> PROBLEM REQUIREMENTS:
Copy the data below word for word, beginning at the line that contains "Locate flower stalk" and stopping after the line that contains "[326,155,385,219]". Include both of those lines, and leave out any pictures.

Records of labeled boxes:
— begin —
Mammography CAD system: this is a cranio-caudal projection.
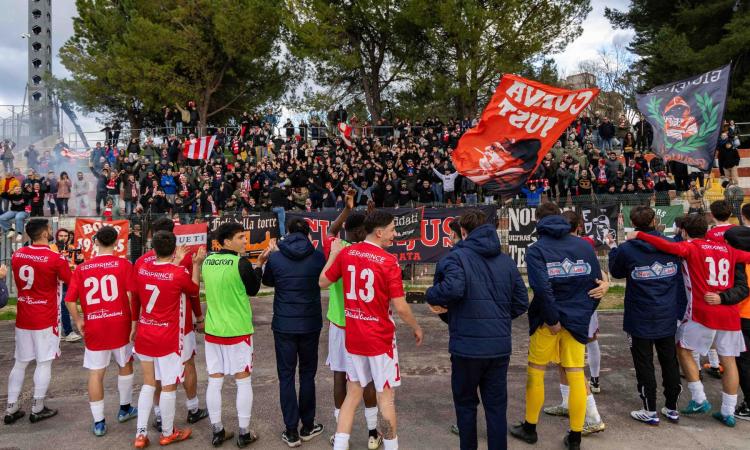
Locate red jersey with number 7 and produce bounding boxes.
[11,245,70,334]
[65,255,133,351]
[134,261,200,357]
[326,241,404,358]
[638,232,750,331]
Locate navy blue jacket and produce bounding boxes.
[263,233,326,334]
[425,225,529,358]
[609,231,684,339]
[526,216,602,344]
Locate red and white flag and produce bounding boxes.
[338,122,354,148]
[182,136,216,161]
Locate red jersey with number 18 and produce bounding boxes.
[134,261,200,357]
[11,245,70,332]
[638,232,750,331]
[326,241,404,357]
[65,255,133,351]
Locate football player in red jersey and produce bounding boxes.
[65,226,138,436]
[134,217,208,432]
[4,218,70,424]
[133,231,206,448]
[319,210,422,450]
[628,214,750,427]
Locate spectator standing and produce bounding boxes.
[425,210,529,449]
[263,218,325,446]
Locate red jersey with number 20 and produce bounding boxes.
[65,255,133,351]
[638,232,750,331]
[326,241,404,357]
[11,245,70,330]
[135,261,200,357]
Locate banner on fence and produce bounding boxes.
[622,205,684,237]
[508,208,536,267]
[636,64,732,170]
[286,206,497,263]
[208,212,280,261]
[577,203,620,247]
[73,218,130,260]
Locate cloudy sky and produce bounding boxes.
[0,0,632,140]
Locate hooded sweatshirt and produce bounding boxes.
[425,225,529,358]
[526,215,602,344]
[263,233,326,334]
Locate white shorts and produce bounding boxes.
[675,320,745,357]
[326,323,348,372]
[346,345,401,392]
[138,353,185,386]
[206,336,253,375]
[16,327,60,362]
[83,343,133,370]
[589,311,599,339]
[182,331,197,362]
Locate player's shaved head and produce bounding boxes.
[151,230,177,258]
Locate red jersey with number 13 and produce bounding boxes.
[326,241,404,357]
[11,245,70,332]
[65,255,133,351]
[638,232,750,331]
[134,261,200,357]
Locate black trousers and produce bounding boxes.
[630,336,682,411]
[273,331,320,430]
[735,319,750,402]
[451,355,510,450]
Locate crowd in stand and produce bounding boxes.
[0,109,742,231]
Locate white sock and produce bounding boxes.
[708,348,734,370]
[31,360,52,413]
[8,361,29,408]
[159,390,177,436]
[365,406,378,430]
[586,341,602,378]
[688,381,708,404]
[721,392,737,417]
[135,384,156,436]
[117,373,133,405]
[560,384,570,408]
[333,433,349,450]
[185,395,200,411]
[235,377,253,431]
[89,400,104,422]
[206,377,224,431]
[586,394,602,423]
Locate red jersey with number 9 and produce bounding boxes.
[65,255,133,350]
[638,232,750,331]
[11,245,70,332]
[134,261,200,357]
[326,241,404,357]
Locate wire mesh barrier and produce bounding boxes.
[0,190,744,293]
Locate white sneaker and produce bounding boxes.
[65,331,82,342]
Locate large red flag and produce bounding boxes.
[451,74,599,194]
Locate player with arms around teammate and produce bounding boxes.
[133,231,206,448]
[203,223,271,448]
[319,210,422,450]
[628,214,750,427]
[134,217,208,432]
[510,203,602,449]
[65,226,138,436]
[4,219,70,424]
[323,189,383,450]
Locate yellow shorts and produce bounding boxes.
[529,327,586,368]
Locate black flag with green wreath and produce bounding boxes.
[636,64,731,170]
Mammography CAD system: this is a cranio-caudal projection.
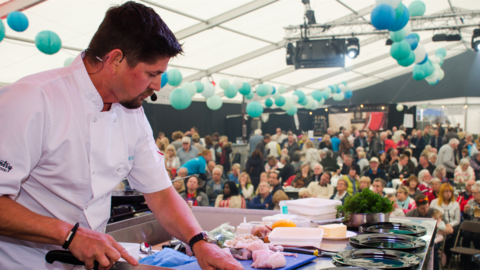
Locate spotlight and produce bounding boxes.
[472,28,480,52]
[347,38,360,59]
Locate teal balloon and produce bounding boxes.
[435,48,447,57]
[167,68,183,86]
[390,40,412,61]
[63,57,75,67]
[265,98,273,108]
[0,20,5,41]
[371,4,397,30]
[293,90,305,104]
[312,90,323,101]
[7,11,28,32]
[287,105,298,116]
[207,95,223,111]
[223,84,238,98]
[275,96,285,107]
[194,81,205,93]
[397,51,415,67]
[408,1,427,17]
[169,88,192,110]
[238,82,252,96]
[257,84,268,97]
[247,101,263,117]
[35,30,62,55]
[390,29,407,42]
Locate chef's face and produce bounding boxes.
[116,57,170,109]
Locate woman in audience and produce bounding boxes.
[228,163,240,184]
[430,183,460,261]
[245,149,265,189]
[385,194,405,217]
[406,175,423,199]
[303,140,322,168]
[237,173,253,203]
[358,176,372,192]
[454,158,475,184]
[272,190,289,211]
[292,163,312,188]
[397,186,417,214]
[265,155,283,172]
[215,181,247,209]
[318,134,333,150]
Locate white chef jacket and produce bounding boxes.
[0,53,171,269]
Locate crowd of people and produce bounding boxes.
[156,124,480,268]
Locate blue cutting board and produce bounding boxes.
[175,254,317,270]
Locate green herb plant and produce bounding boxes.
[336,188,393,217]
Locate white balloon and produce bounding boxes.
[413,44,426,64]
[376,0,400,9]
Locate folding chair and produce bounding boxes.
[448,221,480,270]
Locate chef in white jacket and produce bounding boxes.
[0,2,241,269]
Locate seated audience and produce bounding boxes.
[203,168,227,206]
[228,163,240,184]
[418,169,432,195]
[397,186,417,214]
[278,155,295,183]
[385,194,405,217]
[330,178,350,204]
[237,173,253,201]
[457,179,476,212]
[215,181,247,209]
[248,182,273,209]
[372,178,386,196]
[272,190,289,211]
[181,176,209,206]
[292,163,312,188]
[298,188,312,199]
[454,158,475,184]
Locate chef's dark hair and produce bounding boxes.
[85,1,183,68]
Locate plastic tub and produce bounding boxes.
[287,198,342,216]
[268,227,323,248]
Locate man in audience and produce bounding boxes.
[307,172,333,199]
[203,168,227,206]
[415,154,436,176]
[330,178,350,204]
[363,157,387,181]
[247,182,273,209]
[180,176,209,206]
[372,178,386,197]
[248,129,264,156]
[278,155,295,183]
[330,133,343,152]
[435,139,460,179]
[340,154,360,175]
[457,179,476,212]
[430,129,442,150]
[286,132,300,160]
[177,137,199,165]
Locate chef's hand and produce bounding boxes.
[193,241,243,270]
[68,228,138,270]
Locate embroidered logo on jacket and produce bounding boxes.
[0,160,13,172]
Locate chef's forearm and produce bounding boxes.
[0,196,73,246]
[143,187,202,243]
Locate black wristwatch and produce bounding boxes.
[188,232,217,251]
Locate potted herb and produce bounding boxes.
[336,188,393,228]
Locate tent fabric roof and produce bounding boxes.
[0,0,480,102]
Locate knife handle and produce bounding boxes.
[45,250,98,270]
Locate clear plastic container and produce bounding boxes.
[268,227,323,248]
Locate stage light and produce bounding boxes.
[347,38,360,59]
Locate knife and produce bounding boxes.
[45,250,170,270]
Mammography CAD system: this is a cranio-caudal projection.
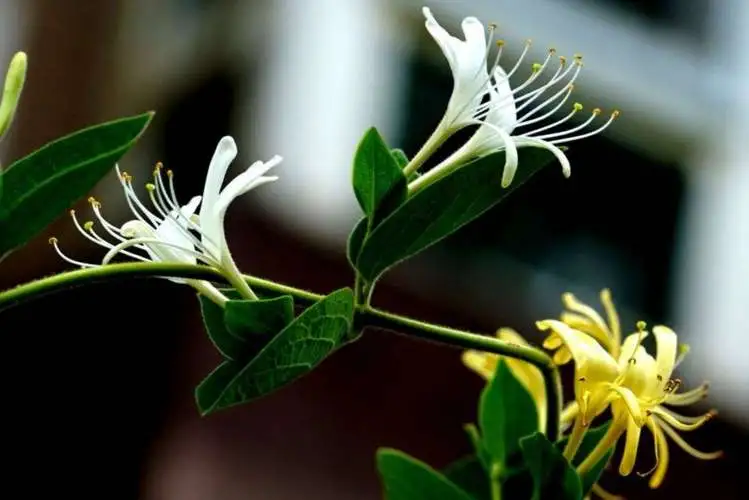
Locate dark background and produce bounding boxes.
[0,0,736,500]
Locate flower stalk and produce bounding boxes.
[0,262,562,441]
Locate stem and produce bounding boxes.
[0,262,562,442]
[489,463,502,500]
[357,306,562,442]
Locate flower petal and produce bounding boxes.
[536,319,619,383]
[199,136,237,253]
[619,418,642,476]
[513,136,572,177]
[653,325,677,395]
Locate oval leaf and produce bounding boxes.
[520,432,583,500]
[0,112,153,255]
[377,448,471,500]
[195,288,354,415]
[443,455,492,500]
[353,127,407,220]
[479,359,538,470]
[356,148,554,282]
[198,290,294,361]
[556,421,614,495]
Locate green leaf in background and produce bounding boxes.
[520,432,583,500]
[556,421,614,495]
[198,289,294,361]
[442,455,492,500]
[377,448,471,500]
[195,288,354,415]
[224,295,294,340]
[479,359,538,470]
[356,148,554,282]
[0,112,153,255]
[390,148,408,170]
[353,127,407,227]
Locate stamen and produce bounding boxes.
[665,382,709,406]
[523,102,583,139]
[526,108,601,141]
[551,110,620,144]
[101,237,221,269]
[49,236,99,268]
[655,416,723,460]
[515,84,575,128]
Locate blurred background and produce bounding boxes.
[0,0,749,500]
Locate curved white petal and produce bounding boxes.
[653,325,678,395]
[199,136,237,251]
[513,135,572,177]
[486,65,518,133]
[422,7,489,128]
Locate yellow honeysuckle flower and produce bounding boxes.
[543,289,622,365]
[462,328,577,432]
[537,316,721,488]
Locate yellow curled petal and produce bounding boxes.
[653,325,678,395]
[619,418,642,476]
[647,418,669,489]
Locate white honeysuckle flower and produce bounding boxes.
[50,136,282,304]
[404,7,619,193]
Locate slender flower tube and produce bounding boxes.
[404,7,619,193]
[462,328,577,433]
[50,136,282,304]
[538,304,722,488]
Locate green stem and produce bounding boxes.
[357,307,562,442]
[0,262,562,442]
[489,463,502,500]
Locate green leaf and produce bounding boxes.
[556,421,614,495]
[442,455,492,500]
[0,112,153,255]
[520,432,583,500]
[390,148,408,170]
[479,359,538,470]
[353,127,407,221]
[224,295,294,340]
[356,148,554,282]
[377,448,471,500]
[195,288,354,415]
[198,289,294,361]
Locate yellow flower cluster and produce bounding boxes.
[463,290,721,498]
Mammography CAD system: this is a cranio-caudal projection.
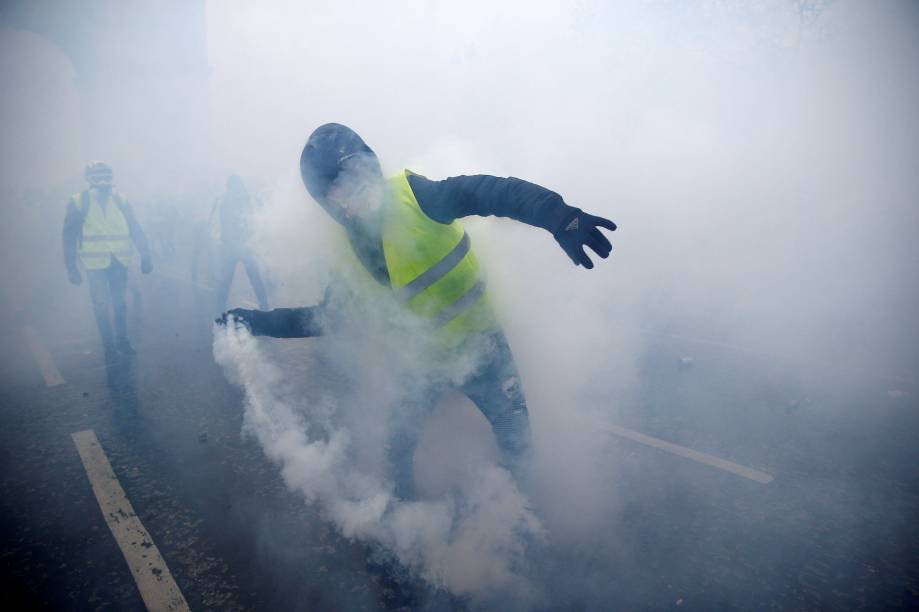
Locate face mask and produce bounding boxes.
[326,155,385,219]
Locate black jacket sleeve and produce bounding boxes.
[243,306,322,338]
[409,174,580,235]
[62,198,83,271]
[119,200,150,257]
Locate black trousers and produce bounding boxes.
[217,246,268,314]
[86,257,128,351]
[387,331,532,499]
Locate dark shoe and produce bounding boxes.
[105,348,118,366]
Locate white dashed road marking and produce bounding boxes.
[22,326,65,387]
[604,425,774,484]
[70,430,188,612]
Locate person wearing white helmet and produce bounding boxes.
[63,161,153,363]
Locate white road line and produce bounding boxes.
[22,325,66,387]
[604,425,774,484]
[70,430,188,612]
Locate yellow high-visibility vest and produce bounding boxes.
[382,170,498,345]
[72,189,136,270]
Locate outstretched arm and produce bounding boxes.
[409,174,616,268]
[61,198,83,277]
[217,306,322,338]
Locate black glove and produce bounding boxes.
[214,308,259,333]
[554,209,616,270]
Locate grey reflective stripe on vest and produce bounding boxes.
[396,232,469,303]
[83,234,131,242]
[80,251,134,257]
[434,281,485,327]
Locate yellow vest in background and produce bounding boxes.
[383,170,498,345]
[73,189,135,270]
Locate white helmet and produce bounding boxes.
[84,161,112,187]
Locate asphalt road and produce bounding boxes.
[0,274,919,610]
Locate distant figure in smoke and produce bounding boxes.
[63,161,153,364]
[210,174,268,313]
[218,123,616,499]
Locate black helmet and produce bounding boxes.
[300,123,376,206]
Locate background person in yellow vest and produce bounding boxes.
[218,123,616,499]
[210,174,268,313]
[63,161,153,363]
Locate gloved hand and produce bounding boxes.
[214,308,258,333]
[555,210,616,270]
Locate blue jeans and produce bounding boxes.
[387,331,532,499]
[86,257,128,352]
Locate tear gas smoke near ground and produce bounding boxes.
[0,0,919,608]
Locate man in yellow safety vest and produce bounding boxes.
[63,161,153,363]
[218,123,616,498]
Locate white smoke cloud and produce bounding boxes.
[214,304,545,601]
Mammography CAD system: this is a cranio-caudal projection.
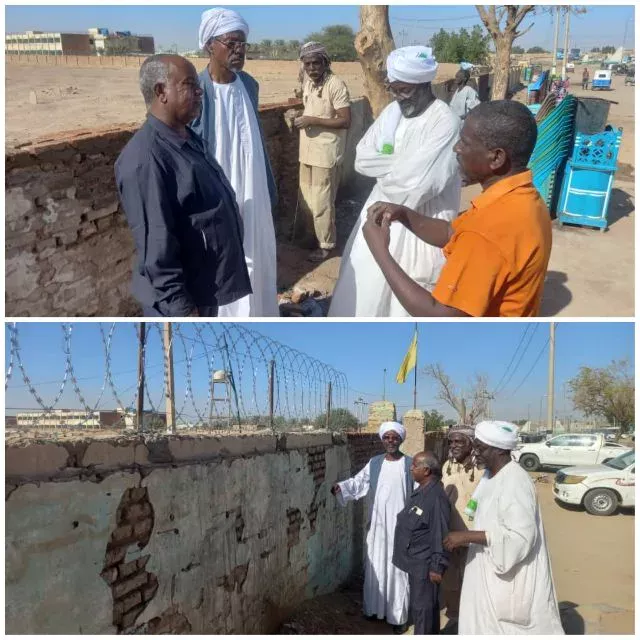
— end —
> RESPONSE TO THE EXERCISE:
Locate flower stalk and produce bounding boxes.
[0,262,562,441]
Locate stem and produce bounding boxes.
[0,262,562,442]
[489,463,502,500]
[357,306,562,442]
Locate flower petal and produce bounding boxes.
[536,319,619,383]
[199,136,237,253]
[619,418,642,476]
[513,136,572,177]
[653,325,677,395]
Locate oval leaf and produce bounding boxes.
[520,432,583,500]
[0,112,153,255]
[377,448,471,500]
[195,288,354,415]
[443,455,492,500]
[353,127,407,220]
[479,359,538,470]
[356,148,554,282]
[198,290,294,361]
[556,421,614,495]
Locate green leaf in background and produce bounding boxes.
[520,432,583,500]
[556,421,614,495]
[198,289,294,361]
[442,455,492,500]
[377,448,471,500]
[195,288,354,415]
[224,295,294,340]
[479,359,538,470]
[356,148,554,282]
[0,112,153,255]
[390,148,408,170]
[353,127,407,227]
Locate stamen and produce bounding boxes.
[665,382,709,406]
[523,102,583,139]
[526,108,601,141]
[551,110,620,144]
[101,237,221,269]
[49,236,99,268]
[655,416,723,460]
[515,84,575,128]
Locate blurred background and produce bounding boxes.
[0,0,749,500]
Locate curved white petal and produce bounding boxes.
[653,325,678,395]
[199,136,237,251]
[513,135,572,177]
[486,65,518,133]
[422,7,489,128]
Locate yellow honeysuckle flower and produce bounding boxes.
[543,289,622,365]
[462,328,577,432]
[537,316,721,488]
Locate yellow curled petal and produce bounding boxes.
[653,325,678,395]
[619,418,642,476]
[647,418,669,489]
Locate white honeysuckle flower and produce bounding boxes.
[50,136,282,304]
[404,7,619,193]
Locate slender flower tube and produce bounding boxes.
[404,7,619,193]
[462,328,577,433]
[50,136,282,304]
[538,304,722,488]
Locate green stem and produce bounding boxes.
[357,307,562,442]
[0,262,562,442]
[489,463,502,500]
Locate green leaf and produce bounding boxes.
[556,421,614,495]
[442,455,492,500]
[0,112,153,255]
[520,432,583,500]
[390,148,408,170]
[479,359,538,470]
[353,127,407,221]
[224,295,294,340]
[356,148,554,282]
[377,448,471,500]
[195,288,354,415]
[198,289,294,361]
Locate yellow flower cluster and produce bounding boxes.
[463,290,721,498]
Mammography CAD system: this is a cranio-caudal projection.
Locate face mask and produce bounding boxes.
[326,155,385,219]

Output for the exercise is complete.